● **Your task**
Return, word for word, the rows that open with the line containing "segment **gravel ground**, all instances" and close with the line containing "Return the outline of every instance of the **gravel", including both of those lines.

● **Supplied information**
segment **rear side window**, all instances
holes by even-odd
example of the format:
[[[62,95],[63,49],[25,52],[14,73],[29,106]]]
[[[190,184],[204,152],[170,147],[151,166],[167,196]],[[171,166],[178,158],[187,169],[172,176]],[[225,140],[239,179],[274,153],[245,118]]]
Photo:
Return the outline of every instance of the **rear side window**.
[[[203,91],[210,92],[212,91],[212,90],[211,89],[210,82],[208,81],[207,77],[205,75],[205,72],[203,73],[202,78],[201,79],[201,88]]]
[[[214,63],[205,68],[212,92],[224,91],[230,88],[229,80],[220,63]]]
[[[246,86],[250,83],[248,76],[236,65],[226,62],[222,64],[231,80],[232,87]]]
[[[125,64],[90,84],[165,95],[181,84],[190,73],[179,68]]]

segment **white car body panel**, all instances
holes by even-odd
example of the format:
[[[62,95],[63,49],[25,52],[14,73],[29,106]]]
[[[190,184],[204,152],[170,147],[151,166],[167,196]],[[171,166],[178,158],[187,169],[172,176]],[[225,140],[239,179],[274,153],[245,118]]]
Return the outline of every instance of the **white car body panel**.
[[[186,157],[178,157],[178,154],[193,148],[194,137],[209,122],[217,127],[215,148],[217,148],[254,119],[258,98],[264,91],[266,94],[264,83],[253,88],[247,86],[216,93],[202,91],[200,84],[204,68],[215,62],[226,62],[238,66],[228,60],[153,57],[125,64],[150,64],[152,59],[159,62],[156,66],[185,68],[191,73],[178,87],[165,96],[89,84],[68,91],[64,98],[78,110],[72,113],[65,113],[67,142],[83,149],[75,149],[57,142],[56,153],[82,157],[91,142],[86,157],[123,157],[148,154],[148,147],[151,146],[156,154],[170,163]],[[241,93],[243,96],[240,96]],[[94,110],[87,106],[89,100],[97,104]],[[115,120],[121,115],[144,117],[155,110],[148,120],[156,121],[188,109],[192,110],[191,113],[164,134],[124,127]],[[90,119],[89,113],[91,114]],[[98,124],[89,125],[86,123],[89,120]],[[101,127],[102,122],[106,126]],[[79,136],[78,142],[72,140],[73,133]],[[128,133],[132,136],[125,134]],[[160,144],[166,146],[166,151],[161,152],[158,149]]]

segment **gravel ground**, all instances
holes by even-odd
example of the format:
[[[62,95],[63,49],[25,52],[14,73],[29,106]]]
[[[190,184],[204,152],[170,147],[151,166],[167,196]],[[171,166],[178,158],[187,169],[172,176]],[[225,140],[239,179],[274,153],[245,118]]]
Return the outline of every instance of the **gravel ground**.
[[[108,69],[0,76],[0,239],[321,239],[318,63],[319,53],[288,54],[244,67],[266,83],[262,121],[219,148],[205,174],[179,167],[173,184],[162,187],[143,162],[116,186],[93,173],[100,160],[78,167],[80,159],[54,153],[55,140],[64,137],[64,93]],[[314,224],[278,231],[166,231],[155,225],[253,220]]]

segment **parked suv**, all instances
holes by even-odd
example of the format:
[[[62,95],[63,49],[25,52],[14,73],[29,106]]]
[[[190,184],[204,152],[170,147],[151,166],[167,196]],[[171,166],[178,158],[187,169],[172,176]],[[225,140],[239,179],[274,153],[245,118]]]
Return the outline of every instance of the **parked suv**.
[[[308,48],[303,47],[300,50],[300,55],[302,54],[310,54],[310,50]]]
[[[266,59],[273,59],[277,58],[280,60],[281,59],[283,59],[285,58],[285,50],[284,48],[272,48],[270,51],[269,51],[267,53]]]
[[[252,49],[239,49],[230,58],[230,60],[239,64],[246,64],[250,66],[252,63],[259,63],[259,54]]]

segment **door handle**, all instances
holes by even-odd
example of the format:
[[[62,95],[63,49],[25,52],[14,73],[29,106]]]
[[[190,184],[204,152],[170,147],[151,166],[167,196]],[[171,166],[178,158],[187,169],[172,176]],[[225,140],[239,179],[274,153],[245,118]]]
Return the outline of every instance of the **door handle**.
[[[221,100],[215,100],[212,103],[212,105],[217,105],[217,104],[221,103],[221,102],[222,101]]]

● **The output**
segment **gravel ground**, all instances
holes by even-odd
example of the format:
[[[62,95],[63,49],[25,52],[14,73],[29,106]]]
[[[190,184],[204,152],[170,147],[151,166],[167,196]],[[171,166],[178,158],[187,169],[172,176]],[[225,140],[239,179],[274,153],[245,118]]]
Return the outline of every instance of the **gravel ground**.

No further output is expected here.